= WRITTEN PROBLEM =
Could you print every record below exactly as it appears?

+-------+

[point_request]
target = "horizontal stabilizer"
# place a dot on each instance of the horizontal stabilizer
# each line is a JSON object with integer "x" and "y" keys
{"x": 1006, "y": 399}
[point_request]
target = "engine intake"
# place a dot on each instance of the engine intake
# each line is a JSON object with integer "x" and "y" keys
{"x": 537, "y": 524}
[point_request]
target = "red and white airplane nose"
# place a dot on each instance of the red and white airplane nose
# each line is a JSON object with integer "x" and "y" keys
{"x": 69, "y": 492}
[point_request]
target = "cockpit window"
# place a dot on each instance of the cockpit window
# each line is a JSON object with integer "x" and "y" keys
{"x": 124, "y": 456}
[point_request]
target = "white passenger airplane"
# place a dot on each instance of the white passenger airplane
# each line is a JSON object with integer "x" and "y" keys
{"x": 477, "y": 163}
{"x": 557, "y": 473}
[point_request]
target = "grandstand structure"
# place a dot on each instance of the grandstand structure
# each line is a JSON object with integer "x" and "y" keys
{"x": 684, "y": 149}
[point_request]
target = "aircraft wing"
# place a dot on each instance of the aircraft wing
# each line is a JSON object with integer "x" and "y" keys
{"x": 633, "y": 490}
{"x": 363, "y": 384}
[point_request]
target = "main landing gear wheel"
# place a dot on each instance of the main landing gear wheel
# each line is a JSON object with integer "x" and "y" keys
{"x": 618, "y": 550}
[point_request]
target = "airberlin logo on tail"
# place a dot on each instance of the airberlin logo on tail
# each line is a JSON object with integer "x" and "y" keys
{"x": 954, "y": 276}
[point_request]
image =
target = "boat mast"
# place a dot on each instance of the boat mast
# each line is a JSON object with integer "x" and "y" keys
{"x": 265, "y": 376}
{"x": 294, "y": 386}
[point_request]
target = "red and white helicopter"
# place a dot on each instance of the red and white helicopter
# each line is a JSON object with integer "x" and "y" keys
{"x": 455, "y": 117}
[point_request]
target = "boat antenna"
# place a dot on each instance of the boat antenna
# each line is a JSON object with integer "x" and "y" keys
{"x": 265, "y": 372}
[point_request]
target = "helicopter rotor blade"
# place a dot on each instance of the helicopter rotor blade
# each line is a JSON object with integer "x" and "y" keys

+-------+

= TASK OUTPUT =
[point_request]
target = "horizontal stabilizer"
# place a dot on each instance of the horizontal stabilizer
# each line is a JSON object with integer "x" and "y" keys
{"x": 1006, "y": 399}
[point_request]
target = "engine intake"
# place a dot on each instance of the engine intake
# each line is a JSON object with integer "x" and "y" keys
{"x": 537, "y": 524}
[point_request]
target = "red and white airplane nose"
# place a dot on each instance of the red and white airplane nose
# each line is a JSON object with integer "x" and "y" keys
{"x": 69, "y": 492}
[point_request]
target = "cockpit window"
# place a dot on each instance of the cockpit window
# each line is a JSON object with integer "x" and "y" keys
{"x": 124, "y": 456}
[point_request]
target = "white passenger airplane"
# place a dot on each instance of the white passenger airplane
# each line is a JSON object with integer "x" and "y" keys
{"x": 477, "y": 163}
{"x": 557, "y": 473}
[point_request]
target = "grandstand structure"
# place a dot on each instance of the grandstand structure
# each line is a JSON object with integer "x" and "y" keys
{"x": 684, "y": 149}
[point_request]
target = "aircraft wing"
# place a dot on each instance of the aircraft wing
# each line is a JSON object with integer "x" and "y" keys
{"x": 633, "y": 490}
{"x": 363, "y": 384}
[point_request]
target = "main landing gear wheel"
# place a dot on each instance of the main landing gear wheel
# each line is a JSON object with integer "x" and "y" keys
{"x": 618, "y": 550}
[point_request]
target = "airberlin logo on tail"
# place a dot on each instance of the airberlin logo on tail
# each line is a JSON object with integer "x" and "y" keys
{"x": 954, "y": 276}
[point_request]
image =
target = "boat mast"
# place a dot on each instance of the boat mast
# each line is a JSON object with integer "x" and "y" keys
{"x": 265, "y": 376}
{"x": 294, "y": 386}
[point_request]
target = "red and white helicopter"
# place a dot on each instance of the red and white helicopter
# each line is a JSON object with integer "x" and "y" keys
{"x": 455, "y": 117}
[point_request]
target = "boat antenna"
# place a dot on each instance of the boat antenna
# each line is a JSON object with integer "x" and "y" keys
{"x": 265, "y": 372}
[point_request]
target = "helicopter rotor blade"
# place a dot on each instance of the helicopter rotor blade
# each line is a JSON object with integer "x" and "y" keys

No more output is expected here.